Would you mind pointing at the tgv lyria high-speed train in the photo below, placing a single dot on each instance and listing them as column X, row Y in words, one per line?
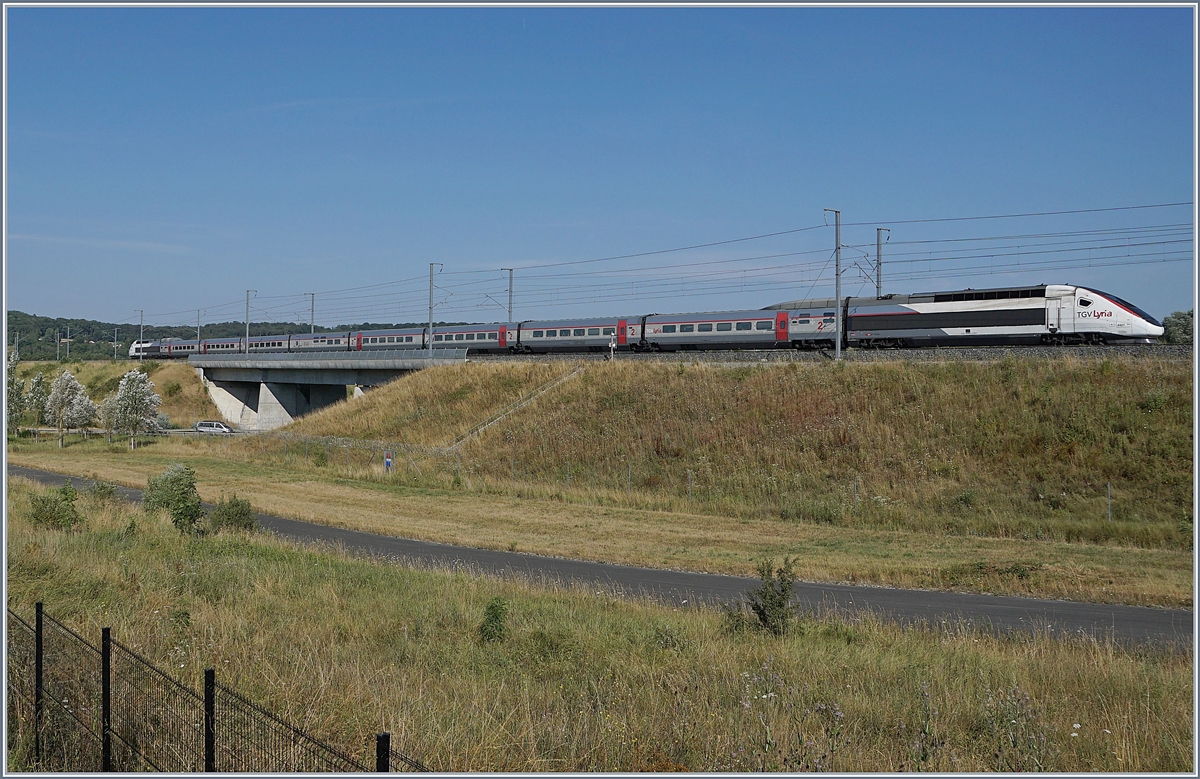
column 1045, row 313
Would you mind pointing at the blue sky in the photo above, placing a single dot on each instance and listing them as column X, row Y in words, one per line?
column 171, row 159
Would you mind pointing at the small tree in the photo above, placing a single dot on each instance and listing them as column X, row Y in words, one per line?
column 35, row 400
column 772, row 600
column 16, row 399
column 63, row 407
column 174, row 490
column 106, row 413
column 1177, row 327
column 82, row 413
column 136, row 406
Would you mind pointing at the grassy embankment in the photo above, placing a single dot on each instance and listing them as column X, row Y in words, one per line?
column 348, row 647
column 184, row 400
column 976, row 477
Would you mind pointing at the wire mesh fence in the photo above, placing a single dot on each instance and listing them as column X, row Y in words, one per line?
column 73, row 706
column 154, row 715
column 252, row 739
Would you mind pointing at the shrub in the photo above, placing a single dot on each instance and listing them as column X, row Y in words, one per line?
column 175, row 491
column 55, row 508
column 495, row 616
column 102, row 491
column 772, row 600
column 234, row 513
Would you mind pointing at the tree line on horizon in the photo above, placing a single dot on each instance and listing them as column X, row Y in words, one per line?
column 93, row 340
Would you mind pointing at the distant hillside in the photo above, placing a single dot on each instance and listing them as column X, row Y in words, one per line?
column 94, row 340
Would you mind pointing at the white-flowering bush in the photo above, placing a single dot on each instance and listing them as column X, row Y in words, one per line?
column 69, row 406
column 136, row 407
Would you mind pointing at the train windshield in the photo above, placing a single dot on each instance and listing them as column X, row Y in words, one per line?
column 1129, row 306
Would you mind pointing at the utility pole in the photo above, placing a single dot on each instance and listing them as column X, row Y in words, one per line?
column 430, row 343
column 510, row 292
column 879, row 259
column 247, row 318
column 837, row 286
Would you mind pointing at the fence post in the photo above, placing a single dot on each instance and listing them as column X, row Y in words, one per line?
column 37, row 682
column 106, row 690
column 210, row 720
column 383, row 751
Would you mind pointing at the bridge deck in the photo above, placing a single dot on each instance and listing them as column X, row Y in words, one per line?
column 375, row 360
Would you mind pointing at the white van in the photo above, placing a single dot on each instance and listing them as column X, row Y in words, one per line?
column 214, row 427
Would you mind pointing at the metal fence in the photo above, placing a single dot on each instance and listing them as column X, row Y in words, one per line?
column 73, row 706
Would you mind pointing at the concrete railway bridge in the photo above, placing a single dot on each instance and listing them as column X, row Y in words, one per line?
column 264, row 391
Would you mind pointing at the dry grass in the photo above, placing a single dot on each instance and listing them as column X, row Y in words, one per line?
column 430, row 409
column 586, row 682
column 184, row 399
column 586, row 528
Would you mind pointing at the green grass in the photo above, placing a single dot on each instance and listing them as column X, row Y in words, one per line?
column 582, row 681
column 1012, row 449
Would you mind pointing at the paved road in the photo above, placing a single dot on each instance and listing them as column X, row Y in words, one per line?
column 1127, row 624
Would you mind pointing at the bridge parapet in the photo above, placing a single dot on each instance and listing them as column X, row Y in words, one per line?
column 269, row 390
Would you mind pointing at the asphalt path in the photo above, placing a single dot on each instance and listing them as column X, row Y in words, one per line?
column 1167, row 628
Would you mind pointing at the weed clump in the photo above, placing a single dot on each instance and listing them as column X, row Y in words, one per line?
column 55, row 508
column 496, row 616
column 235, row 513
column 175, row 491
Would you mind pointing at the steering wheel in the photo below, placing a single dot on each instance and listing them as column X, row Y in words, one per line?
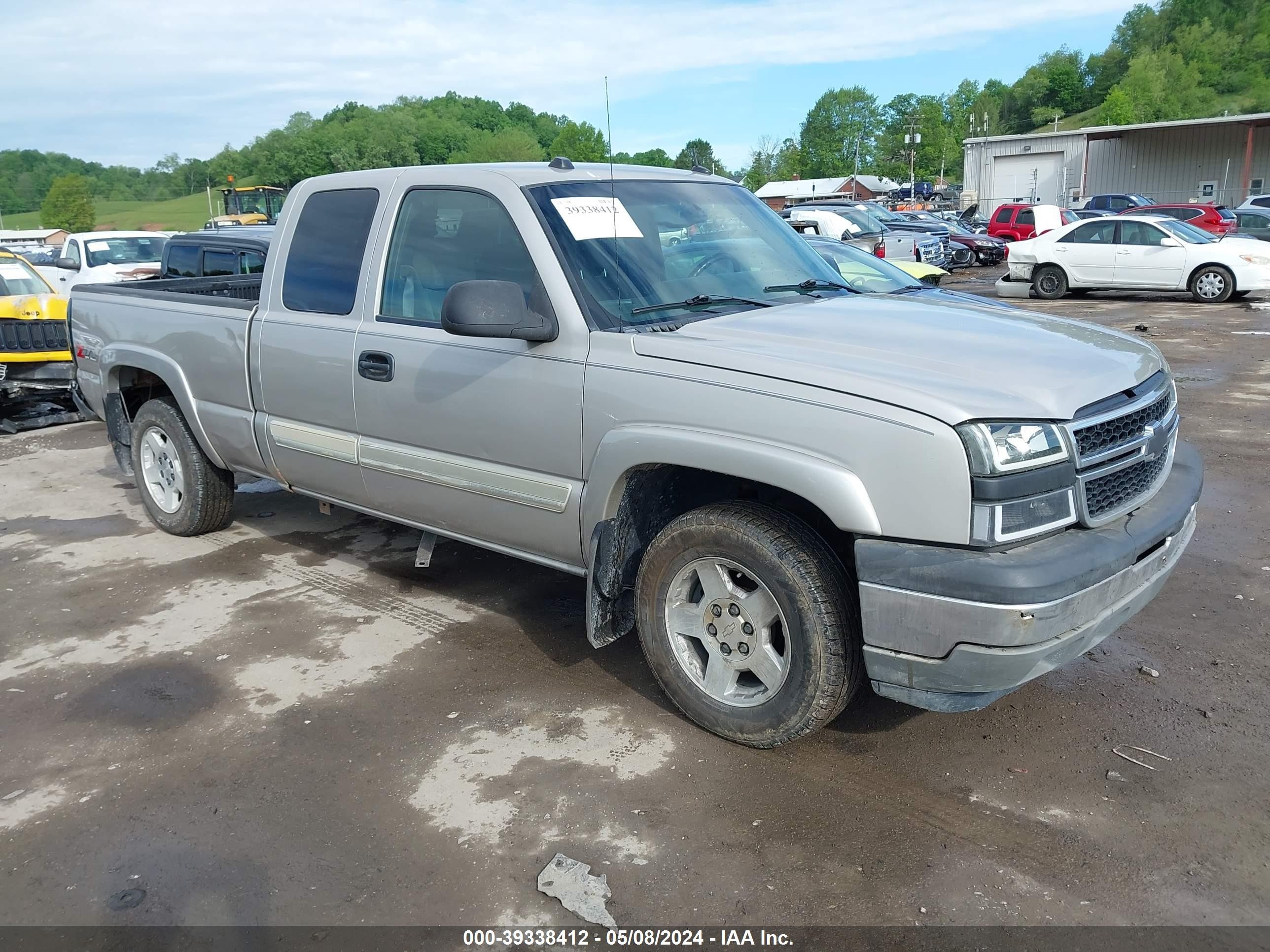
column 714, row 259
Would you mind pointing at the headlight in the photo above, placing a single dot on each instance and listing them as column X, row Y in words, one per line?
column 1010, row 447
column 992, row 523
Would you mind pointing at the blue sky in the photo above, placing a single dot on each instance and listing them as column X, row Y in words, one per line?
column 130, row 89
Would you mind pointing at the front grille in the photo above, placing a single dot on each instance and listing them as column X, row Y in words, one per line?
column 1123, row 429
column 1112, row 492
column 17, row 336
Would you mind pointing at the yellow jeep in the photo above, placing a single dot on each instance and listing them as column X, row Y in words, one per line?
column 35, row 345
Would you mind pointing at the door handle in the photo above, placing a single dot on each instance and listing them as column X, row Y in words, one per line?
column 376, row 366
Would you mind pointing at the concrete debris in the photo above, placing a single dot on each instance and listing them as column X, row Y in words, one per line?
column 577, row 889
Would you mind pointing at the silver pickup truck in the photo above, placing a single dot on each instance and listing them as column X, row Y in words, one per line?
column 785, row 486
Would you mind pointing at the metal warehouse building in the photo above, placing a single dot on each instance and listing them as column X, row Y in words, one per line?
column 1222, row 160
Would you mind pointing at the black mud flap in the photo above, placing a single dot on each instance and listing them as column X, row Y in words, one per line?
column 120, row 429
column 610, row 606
...
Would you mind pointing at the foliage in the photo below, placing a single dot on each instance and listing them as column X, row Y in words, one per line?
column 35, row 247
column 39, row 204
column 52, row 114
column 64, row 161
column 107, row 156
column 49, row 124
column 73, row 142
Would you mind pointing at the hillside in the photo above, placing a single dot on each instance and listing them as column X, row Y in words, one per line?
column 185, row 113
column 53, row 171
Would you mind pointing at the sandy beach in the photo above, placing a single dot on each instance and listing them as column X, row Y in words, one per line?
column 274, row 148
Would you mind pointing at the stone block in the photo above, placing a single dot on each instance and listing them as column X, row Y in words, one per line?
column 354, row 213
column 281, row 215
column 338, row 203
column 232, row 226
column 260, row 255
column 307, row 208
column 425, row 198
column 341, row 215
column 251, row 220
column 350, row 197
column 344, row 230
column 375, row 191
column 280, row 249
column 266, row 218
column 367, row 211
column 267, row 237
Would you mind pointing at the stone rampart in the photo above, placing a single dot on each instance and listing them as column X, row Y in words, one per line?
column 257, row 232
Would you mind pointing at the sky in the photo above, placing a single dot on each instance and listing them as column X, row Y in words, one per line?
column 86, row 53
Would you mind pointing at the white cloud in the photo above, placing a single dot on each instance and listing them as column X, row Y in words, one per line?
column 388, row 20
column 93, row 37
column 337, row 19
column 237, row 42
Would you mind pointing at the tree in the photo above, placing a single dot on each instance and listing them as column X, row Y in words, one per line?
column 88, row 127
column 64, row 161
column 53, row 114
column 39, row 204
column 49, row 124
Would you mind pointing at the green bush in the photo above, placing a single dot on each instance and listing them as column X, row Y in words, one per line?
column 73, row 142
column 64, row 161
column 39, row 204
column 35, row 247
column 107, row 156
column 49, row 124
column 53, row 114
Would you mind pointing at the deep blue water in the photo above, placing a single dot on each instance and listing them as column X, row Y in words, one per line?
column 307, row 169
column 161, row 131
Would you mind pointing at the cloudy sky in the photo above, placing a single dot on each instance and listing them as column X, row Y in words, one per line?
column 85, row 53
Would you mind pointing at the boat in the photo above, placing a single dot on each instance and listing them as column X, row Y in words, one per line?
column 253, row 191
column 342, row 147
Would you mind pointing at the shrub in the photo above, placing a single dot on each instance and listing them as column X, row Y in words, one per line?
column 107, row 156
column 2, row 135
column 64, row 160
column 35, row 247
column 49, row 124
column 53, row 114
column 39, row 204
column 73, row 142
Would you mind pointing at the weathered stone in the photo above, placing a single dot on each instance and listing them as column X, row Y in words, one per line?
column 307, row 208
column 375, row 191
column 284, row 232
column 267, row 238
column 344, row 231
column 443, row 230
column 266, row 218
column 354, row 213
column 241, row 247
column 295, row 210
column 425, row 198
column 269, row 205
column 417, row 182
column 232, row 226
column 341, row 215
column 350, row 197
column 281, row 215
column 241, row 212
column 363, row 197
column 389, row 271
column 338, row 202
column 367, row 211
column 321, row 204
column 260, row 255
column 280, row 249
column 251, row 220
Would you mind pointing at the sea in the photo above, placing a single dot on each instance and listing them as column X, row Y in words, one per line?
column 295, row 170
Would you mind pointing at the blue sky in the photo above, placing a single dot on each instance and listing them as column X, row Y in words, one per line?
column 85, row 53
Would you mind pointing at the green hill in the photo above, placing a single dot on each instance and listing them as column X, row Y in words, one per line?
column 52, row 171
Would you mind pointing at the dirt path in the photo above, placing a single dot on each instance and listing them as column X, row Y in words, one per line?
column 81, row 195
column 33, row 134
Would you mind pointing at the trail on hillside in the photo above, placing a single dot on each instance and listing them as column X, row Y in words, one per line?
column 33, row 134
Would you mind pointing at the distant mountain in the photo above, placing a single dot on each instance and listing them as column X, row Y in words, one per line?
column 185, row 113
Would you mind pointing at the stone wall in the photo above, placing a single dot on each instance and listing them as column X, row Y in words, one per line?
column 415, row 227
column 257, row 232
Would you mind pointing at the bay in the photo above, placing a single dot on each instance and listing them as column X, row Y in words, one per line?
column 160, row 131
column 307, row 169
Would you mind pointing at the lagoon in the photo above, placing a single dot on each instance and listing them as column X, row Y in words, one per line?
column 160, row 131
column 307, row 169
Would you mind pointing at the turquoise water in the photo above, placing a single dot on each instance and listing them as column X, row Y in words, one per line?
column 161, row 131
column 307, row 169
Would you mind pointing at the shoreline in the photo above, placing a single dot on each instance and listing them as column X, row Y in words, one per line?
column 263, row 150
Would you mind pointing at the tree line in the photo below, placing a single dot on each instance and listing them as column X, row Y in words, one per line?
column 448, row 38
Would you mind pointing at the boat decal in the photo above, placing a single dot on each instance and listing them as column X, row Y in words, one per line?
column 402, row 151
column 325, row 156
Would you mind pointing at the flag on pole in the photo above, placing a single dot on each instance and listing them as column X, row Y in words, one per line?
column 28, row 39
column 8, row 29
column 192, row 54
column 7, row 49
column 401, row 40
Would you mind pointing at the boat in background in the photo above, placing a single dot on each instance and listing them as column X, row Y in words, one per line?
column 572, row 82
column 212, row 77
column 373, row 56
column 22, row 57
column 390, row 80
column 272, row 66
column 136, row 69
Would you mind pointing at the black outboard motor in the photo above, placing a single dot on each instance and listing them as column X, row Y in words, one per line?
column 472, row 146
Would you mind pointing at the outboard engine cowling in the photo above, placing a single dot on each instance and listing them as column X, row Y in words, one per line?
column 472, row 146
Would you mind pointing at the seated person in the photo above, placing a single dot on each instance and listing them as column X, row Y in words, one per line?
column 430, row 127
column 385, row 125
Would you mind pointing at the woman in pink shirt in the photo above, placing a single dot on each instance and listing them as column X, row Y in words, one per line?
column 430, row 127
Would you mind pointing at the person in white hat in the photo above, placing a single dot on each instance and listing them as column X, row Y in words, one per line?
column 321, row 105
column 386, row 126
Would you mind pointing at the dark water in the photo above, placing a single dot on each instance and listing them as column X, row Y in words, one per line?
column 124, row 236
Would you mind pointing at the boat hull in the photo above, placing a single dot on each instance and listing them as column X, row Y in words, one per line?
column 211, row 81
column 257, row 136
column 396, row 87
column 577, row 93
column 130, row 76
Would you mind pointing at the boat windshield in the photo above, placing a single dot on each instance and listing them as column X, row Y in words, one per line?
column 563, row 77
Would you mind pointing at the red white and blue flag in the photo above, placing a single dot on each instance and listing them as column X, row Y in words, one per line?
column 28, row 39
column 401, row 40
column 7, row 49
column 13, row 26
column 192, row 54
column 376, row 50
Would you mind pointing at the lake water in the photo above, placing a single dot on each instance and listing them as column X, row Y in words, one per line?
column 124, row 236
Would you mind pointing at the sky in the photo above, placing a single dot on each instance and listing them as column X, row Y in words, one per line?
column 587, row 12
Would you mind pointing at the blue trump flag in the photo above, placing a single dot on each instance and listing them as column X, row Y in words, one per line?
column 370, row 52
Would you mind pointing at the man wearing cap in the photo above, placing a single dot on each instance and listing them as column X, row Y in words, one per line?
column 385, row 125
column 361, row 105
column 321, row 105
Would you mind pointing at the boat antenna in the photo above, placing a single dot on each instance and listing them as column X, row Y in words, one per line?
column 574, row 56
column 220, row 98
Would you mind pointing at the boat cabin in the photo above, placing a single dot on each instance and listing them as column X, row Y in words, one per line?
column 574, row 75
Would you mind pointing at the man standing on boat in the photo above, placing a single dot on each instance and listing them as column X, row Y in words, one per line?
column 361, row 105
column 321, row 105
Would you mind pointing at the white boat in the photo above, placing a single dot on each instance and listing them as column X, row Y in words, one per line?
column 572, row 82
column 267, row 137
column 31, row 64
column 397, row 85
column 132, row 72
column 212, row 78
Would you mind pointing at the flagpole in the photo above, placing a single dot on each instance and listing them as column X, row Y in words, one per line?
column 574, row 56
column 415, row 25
---
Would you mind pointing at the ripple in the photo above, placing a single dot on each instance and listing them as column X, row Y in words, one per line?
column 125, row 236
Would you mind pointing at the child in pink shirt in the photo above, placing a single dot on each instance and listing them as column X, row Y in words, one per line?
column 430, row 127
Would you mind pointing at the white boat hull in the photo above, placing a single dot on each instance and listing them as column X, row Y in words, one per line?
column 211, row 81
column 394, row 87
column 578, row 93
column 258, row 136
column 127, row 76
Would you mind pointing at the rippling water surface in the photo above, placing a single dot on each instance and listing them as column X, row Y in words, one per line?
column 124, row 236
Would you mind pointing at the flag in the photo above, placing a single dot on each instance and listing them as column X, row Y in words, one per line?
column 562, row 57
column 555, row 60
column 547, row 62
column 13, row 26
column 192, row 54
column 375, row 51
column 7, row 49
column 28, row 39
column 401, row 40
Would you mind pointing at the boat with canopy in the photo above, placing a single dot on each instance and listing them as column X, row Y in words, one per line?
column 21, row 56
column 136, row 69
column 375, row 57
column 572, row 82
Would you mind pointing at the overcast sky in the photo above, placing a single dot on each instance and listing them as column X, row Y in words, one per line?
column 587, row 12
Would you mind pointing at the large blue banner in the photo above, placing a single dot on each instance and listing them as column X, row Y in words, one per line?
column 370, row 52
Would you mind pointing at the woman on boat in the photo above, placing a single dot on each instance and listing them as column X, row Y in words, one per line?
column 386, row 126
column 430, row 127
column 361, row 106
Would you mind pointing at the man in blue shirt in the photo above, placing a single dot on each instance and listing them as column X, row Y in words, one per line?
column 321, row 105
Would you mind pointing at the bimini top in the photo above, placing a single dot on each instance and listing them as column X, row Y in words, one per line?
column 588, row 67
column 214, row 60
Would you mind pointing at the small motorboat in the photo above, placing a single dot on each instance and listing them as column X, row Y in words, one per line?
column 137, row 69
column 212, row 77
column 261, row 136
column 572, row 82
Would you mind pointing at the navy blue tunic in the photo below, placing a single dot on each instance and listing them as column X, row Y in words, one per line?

* [PROBLEM DESCRIPTION]
Rewrite the material from the line with "Would you mind pointing at the bimini" to the line with "Would you mind pointing at the navy", putting "speedboat" wherever "motorboat" appears and changing nothing else. Give only those lines.

* [RESULT]
Would you mind pointing at the bimini top in the photo above, placing a single dot on each instance and listing them as column X, row Y in words, one per line?
column 588, row 67
column 214, row 60
Would you mind pointing at the small speedboat in the photo above, placing a single dot on each instance and listing them as column X, row Y in words, one per line?
column 137, row 69
column 212, row 77
column 261, row 136
column 572, row 82
Would you mind pointing at the navy blue tunic in the photo below, placing a single dot on each instance and listing them as column X, row Y in words, one per line?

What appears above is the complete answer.